• Instructions to follow
Among the entries below, extract exactly the lines that run from the one with "Game engine object recognition — detect leather" through the one with "Game engine object recognition — detect blue embroidered", both ends included.

----- Records for this exercise

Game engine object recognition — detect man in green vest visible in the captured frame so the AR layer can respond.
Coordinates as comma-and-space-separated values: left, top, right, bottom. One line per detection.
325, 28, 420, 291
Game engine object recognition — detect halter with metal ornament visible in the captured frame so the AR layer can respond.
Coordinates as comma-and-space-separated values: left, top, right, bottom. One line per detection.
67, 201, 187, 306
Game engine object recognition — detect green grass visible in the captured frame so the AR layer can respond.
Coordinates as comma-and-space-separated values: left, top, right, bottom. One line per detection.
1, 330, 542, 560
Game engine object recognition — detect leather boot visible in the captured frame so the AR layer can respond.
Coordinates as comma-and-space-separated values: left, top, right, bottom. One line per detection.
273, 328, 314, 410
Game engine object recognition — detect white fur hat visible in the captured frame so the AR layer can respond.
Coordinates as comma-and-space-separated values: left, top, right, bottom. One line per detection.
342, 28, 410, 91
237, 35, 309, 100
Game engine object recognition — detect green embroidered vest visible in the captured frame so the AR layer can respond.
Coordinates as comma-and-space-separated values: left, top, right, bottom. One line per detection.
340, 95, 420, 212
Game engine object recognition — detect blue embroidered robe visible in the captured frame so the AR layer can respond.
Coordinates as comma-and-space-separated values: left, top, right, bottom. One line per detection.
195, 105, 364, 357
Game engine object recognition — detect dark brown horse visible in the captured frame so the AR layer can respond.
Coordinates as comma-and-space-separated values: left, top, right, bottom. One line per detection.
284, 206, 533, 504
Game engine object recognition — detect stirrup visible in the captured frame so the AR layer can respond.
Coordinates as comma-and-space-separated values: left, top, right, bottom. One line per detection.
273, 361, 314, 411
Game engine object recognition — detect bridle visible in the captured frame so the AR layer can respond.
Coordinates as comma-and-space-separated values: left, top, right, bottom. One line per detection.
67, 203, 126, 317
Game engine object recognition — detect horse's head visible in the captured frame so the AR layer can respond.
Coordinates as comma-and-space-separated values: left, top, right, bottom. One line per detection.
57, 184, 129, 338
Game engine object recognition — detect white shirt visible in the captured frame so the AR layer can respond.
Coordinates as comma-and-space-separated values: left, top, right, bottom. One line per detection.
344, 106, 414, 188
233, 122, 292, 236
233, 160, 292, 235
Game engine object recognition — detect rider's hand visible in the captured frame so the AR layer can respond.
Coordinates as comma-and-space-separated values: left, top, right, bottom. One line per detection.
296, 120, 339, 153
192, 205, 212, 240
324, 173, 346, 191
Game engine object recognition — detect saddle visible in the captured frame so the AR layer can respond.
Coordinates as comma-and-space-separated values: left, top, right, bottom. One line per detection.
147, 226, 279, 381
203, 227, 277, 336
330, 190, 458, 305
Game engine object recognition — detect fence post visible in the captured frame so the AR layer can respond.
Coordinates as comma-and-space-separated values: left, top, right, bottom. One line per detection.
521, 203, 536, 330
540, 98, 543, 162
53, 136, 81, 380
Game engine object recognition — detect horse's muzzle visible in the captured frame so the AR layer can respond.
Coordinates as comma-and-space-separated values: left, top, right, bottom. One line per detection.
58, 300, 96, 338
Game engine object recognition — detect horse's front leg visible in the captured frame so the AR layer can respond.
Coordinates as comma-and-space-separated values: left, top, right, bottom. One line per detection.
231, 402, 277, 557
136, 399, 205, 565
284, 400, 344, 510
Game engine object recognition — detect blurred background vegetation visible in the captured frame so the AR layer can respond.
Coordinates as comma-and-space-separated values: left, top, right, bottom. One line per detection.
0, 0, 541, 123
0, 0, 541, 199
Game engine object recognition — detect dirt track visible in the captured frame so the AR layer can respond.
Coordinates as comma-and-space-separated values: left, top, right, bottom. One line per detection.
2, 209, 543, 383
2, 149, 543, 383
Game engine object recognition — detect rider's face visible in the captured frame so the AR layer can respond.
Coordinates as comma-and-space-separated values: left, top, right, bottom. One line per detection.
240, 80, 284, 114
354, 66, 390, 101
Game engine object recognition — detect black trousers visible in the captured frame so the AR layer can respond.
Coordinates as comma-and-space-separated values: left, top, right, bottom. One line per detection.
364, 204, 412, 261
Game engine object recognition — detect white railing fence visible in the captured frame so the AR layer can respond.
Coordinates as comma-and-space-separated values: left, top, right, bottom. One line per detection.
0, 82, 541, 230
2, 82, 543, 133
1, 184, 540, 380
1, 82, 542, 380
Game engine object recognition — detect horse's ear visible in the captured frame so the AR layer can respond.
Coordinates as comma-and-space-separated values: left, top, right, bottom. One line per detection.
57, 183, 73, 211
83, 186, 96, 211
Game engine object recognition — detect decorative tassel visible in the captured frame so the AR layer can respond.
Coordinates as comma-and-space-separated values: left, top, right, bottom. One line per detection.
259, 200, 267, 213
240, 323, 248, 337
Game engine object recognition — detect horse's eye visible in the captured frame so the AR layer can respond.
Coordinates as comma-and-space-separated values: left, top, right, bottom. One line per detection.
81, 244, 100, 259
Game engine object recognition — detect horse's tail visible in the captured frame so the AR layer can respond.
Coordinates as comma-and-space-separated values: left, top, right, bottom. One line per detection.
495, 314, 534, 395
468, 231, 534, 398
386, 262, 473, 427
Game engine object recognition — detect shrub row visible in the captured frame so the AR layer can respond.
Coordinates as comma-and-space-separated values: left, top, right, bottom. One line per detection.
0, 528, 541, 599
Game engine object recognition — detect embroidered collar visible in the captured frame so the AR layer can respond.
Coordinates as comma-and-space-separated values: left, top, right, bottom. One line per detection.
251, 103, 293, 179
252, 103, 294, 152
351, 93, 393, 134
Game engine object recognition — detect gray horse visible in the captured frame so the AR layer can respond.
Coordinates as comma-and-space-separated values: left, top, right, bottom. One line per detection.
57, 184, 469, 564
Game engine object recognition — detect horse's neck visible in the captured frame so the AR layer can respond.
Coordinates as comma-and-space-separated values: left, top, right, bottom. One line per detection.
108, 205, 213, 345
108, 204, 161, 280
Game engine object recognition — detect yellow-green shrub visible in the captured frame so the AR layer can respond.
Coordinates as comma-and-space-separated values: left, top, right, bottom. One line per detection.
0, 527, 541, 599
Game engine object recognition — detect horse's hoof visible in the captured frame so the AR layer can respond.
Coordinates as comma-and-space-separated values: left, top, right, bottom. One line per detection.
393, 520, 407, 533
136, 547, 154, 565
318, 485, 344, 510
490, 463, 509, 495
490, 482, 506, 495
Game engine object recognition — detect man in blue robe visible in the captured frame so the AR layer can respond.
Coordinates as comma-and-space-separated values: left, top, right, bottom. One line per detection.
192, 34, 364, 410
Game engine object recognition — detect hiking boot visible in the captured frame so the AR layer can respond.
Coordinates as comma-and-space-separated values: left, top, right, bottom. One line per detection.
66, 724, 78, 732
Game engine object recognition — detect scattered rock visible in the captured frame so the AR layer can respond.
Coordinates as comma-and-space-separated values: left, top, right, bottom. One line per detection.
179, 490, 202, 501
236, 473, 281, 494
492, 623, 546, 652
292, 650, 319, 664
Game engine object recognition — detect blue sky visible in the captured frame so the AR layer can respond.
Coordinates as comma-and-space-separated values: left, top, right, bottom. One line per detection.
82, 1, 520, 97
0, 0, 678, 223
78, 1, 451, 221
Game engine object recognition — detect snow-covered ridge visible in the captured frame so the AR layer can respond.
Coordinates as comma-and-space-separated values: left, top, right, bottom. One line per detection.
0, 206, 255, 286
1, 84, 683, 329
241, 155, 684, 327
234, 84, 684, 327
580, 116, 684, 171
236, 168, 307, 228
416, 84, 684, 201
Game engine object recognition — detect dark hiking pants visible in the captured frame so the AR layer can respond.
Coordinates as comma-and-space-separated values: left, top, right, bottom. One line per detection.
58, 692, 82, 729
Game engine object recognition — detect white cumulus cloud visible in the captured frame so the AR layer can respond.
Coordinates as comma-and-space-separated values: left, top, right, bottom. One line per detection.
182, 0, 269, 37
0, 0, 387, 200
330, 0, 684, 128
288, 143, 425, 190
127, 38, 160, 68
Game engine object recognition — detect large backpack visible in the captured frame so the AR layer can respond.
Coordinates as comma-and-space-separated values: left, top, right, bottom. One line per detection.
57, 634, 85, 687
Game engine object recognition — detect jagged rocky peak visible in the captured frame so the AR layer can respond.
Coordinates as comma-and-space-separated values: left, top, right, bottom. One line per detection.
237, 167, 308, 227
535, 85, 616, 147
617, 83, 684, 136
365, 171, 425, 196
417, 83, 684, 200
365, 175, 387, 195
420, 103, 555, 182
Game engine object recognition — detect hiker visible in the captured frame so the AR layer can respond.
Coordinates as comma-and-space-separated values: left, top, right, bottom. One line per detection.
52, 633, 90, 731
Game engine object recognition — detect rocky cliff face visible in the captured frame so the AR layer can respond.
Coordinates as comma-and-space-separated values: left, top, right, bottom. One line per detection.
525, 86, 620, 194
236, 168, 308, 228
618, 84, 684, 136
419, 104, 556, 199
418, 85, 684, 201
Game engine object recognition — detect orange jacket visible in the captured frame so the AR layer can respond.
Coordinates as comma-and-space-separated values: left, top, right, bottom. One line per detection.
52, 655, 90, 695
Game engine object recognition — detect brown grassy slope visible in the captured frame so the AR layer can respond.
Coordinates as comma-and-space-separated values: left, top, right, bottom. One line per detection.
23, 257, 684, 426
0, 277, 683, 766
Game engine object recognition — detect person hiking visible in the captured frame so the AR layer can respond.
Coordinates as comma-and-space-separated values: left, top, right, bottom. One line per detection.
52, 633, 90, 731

----------
----- Records for this exercise

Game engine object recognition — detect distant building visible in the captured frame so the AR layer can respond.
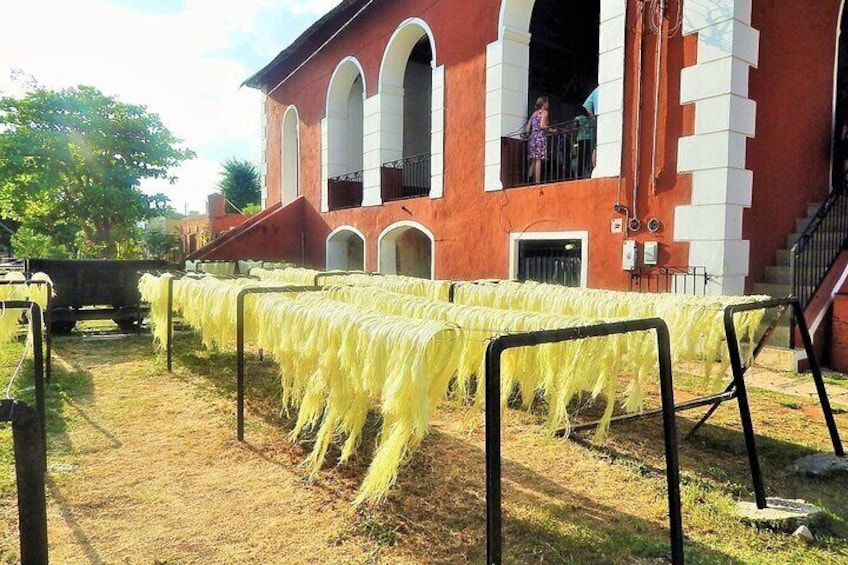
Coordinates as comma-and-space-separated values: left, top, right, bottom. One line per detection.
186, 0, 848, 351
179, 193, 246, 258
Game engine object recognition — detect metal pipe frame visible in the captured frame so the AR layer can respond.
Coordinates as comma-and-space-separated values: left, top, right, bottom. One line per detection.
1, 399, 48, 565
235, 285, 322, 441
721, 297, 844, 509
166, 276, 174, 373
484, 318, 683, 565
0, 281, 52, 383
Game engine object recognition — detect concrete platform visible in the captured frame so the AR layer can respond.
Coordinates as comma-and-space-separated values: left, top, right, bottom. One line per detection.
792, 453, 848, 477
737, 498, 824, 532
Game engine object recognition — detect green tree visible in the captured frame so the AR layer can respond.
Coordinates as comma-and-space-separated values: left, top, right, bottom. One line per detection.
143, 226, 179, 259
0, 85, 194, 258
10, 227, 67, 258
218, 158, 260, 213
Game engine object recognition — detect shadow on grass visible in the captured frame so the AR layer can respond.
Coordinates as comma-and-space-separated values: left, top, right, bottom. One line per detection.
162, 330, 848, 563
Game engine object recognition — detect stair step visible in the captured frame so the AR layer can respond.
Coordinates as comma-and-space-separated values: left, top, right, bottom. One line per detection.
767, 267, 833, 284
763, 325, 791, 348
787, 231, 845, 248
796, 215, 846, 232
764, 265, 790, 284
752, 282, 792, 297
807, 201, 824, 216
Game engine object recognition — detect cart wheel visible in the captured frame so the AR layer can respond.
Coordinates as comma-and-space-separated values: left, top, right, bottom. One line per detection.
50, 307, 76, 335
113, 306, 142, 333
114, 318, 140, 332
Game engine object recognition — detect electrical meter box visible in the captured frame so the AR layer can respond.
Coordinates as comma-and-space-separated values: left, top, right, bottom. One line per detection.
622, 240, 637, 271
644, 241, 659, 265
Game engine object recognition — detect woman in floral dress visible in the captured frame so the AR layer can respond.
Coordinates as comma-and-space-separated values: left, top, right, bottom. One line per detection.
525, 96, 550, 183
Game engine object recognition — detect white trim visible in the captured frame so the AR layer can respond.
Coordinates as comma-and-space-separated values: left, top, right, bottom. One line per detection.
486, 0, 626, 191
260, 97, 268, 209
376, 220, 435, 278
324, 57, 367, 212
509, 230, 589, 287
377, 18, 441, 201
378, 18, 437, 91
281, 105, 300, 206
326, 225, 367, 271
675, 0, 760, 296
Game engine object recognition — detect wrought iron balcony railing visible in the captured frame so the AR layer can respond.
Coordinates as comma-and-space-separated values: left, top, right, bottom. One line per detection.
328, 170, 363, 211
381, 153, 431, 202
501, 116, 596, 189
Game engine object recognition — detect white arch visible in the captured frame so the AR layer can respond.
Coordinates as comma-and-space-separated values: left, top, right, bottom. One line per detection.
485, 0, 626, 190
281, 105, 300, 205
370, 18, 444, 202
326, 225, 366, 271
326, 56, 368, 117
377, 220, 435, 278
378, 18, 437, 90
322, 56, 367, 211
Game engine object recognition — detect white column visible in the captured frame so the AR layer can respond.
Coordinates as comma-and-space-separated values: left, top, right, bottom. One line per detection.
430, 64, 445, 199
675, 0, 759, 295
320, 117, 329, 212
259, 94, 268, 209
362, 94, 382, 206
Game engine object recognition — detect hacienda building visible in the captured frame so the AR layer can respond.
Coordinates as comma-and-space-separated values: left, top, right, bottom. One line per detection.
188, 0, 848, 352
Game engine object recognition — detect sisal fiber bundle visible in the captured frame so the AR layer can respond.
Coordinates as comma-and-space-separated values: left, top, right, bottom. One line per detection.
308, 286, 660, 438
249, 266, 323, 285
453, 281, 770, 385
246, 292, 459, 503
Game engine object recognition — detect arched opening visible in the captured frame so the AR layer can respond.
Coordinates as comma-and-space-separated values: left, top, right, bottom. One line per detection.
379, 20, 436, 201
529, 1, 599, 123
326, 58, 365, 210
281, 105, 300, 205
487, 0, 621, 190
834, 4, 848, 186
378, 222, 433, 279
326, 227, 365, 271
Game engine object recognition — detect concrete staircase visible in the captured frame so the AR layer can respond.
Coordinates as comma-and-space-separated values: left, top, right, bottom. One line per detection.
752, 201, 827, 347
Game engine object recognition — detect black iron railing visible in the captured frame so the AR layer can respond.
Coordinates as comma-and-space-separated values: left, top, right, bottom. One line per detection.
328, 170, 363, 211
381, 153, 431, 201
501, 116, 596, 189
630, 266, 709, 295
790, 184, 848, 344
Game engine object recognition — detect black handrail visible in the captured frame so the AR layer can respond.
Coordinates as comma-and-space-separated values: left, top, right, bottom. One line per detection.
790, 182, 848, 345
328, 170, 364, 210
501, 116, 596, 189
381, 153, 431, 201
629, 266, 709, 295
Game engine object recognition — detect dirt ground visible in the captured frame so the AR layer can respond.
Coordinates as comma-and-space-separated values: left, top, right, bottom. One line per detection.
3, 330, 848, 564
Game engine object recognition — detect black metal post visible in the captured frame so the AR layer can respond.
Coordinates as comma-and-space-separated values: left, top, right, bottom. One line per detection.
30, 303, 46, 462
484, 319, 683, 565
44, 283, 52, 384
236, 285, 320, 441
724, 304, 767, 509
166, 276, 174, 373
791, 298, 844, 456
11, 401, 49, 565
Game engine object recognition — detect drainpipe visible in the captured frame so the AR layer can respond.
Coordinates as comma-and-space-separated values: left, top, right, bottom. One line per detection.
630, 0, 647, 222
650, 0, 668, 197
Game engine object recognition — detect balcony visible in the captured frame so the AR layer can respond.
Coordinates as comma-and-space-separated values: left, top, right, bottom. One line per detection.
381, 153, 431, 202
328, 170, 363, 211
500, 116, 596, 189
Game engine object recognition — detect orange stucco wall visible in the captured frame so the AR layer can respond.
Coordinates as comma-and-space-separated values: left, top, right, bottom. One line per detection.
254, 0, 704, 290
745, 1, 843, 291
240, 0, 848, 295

----------

• Response
Game engine object recognition — detect leather boot visible in the captured frame so the AR layer can respond.
Coordinates as comma-and-space-separated values: left, top, right, bottom. One line per detection.
273, 328, 314, 410
Game engine object recognition — detect white fur hat visible in the captured frame so the AR layer can respond.
Coordinates as comma-and-space-separated values: left, top, right, bottom. One line per detection.
342, 28, 410, 91
237, 35, 309, 100
Game engine object recognition — detect green embroidered vest visible in the captured frame so the AR layer can respond.
Coordinates as comma-and-space-separated values: left, top, right, bottom. One line per detection.
340, 95, 420, 212
Game engine object recognition — detect blue embroidered robe visible in the captured frame so the AR layer can respond.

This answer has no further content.